What to work on:
1. In the passage about the attention study, reproduce the wording from "At the fourth" up to and including "the random sequences?".
2. In the passage about the attention study, how long did each shape stay on the screen?
3. Pick up the passage about the attention study where it stops and keep writing it.

Selected passage:
In one study, participants focused their attention on a cross at the center of a computer screen.  Above, below, left, and right of the cross sequences of shapes were shown. Each shape appeared for ¾ of a second with a delay between shapes. At three of the locations the sequence of shapes was random. There was no way to predict which shape would next at that location. 

At the fourth location, the sequence was predictable. For this group, there were 9 shapes overall, and they were divided into three groups of three-shape triplets. The shapes in a triplet always appeared in the same order in that sequence of shapes. 

Now, how could you tell whether people are paying more attention to the predictable sequence than to the random sequences?

Every once in a while, the stream of shapes on the screen was interrupted by a test. On the test trials, three of the locations had a letter L that was facing to the left or the right. The fourth location had a sideways letter T that was facing either to the left or the right. Participants had to find the letter T and then press a button to say whether it was facing to the right or to the left.

On these test trials, people were faster to respond when the T appeared in the same location on the screen as the predictable sequence than when it appeared in the location of one of the random sequences. This result suggests that people were shifting their attention toward the predictable sequence, and so when a test trial came, they found the T more easily when it also appeared in the same location as the predictable sequence.

Another study in this sequence demonstrated a similar effect where the marker of the predictable sequence was the color of the shapes rather than their location.

Entries provided:
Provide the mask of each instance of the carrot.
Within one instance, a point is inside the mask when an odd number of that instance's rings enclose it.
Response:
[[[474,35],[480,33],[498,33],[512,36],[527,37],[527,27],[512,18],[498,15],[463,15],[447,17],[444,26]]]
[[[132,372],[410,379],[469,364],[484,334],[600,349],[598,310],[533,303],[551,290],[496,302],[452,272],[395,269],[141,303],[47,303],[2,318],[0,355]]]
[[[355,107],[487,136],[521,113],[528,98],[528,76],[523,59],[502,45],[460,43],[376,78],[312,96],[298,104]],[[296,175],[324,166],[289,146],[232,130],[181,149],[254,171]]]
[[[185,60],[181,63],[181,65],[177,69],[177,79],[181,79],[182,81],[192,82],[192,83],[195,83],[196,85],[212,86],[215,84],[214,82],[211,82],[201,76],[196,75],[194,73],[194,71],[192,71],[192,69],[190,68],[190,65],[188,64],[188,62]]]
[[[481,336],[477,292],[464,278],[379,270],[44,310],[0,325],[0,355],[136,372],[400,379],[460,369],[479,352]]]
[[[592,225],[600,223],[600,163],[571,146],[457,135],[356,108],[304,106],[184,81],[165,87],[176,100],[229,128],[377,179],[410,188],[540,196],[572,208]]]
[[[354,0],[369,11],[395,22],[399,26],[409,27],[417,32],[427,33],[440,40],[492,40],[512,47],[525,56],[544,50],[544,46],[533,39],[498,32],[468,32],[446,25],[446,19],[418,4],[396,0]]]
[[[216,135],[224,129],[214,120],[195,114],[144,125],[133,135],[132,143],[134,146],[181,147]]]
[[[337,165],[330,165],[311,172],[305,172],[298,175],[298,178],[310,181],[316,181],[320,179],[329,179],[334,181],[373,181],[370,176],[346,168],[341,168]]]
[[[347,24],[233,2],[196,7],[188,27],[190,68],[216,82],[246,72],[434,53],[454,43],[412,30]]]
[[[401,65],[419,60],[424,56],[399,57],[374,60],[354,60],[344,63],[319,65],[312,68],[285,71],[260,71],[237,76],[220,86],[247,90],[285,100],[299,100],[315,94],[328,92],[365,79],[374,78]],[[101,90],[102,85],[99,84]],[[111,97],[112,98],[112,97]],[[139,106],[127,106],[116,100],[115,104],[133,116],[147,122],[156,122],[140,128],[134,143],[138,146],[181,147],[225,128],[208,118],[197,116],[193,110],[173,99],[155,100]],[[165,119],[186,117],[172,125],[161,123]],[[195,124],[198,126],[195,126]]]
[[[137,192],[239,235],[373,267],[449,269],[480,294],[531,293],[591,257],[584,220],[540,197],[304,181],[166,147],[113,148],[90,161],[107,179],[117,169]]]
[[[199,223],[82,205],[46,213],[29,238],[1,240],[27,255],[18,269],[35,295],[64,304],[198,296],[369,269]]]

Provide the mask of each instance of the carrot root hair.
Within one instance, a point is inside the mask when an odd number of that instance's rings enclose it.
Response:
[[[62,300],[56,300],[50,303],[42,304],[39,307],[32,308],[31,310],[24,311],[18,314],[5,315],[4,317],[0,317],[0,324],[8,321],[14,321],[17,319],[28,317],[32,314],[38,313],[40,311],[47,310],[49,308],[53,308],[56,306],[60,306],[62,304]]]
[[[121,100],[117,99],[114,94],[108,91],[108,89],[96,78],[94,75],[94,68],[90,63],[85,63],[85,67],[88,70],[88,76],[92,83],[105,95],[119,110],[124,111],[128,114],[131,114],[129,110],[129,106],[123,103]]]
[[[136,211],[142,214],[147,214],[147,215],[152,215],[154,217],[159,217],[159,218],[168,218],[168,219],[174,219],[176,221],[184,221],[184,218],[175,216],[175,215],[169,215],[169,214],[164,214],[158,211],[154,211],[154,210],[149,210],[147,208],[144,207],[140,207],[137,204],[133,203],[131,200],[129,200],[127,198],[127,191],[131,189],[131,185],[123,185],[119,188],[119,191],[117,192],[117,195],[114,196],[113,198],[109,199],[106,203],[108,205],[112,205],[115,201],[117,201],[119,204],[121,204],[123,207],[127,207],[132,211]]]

Per-task outputs:
1.
At the fourth location, the sequence was predictable. For this group, there were 9 shapes overall, and they were divided into three groups of three-shape triplets. The shapes in a triplet always appeared in the same order in that sequence of shapes. 

Now, how could you tell whether people are paying more attention to the predictable sequence than to the random sequences?

2. Each shape appeared for ¾ of a second.

3.
What is going on here?

You are constantly making decisions about where to focus your attention. The world is a busy place, and you have to figure out what information is likely to be most important. 

Structure in the world is much more likely to be important than randomness. When things appear randomly, then chances are that is happening because they are unrelated to each other. There is no point in paying attention to the random sequence, because it is not likely to occur again. 

But, structured sequences may reflect that there really is something about the way the world works that causes the items to appear in that sequence. So, it is a good idea to pay attention to the predictable sequence.   

The fascinating thing about this mechanism is that it works unconsciously. People are not aware that they are learning predictable sequences. They are also not aware that they are shifting their attention toward the predictable sequence. All of this learning happens simply as a result of the way the attention system operates.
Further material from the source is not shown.